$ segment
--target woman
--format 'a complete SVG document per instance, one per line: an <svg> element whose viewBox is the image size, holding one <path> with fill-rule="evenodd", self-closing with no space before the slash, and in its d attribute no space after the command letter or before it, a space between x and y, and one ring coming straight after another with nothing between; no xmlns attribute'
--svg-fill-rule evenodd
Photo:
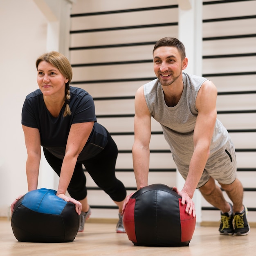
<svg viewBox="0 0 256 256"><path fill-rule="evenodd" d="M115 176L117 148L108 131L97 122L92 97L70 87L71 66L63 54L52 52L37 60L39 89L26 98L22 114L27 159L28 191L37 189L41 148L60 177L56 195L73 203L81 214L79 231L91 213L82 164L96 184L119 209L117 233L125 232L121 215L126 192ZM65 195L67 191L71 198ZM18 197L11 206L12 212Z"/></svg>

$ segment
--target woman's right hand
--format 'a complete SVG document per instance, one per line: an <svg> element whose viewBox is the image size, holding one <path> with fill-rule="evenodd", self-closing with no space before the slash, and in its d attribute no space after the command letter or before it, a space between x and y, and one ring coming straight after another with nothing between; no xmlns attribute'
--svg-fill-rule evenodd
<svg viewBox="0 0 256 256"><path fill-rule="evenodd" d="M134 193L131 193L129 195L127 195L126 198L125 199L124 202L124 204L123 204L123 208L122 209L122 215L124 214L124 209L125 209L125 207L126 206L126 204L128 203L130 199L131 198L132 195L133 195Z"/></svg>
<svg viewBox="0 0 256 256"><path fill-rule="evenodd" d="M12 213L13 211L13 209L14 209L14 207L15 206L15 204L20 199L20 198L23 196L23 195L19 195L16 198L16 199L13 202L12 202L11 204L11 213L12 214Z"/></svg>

--

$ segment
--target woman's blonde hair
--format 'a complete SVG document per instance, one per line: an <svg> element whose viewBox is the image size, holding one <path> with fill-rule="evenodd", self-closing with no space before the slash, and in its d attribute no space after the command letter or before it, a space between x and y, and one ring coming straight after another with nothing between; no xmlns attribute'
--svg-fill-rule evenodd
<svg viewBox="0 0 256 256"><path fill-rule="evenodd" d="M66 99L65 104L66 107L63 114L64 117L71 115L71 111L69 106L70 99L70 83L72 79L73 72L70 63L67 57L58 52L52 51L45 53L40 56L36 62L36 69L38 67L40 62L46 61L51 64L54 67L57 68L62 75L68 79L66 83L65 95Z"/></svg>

» STATED GOAL
Locate every line in the records above that contains the string "target" and copy each of those lines. Case matters.

» TASK RESPONSE
--target woman
--target woman's right hand
--target woman's blonde hair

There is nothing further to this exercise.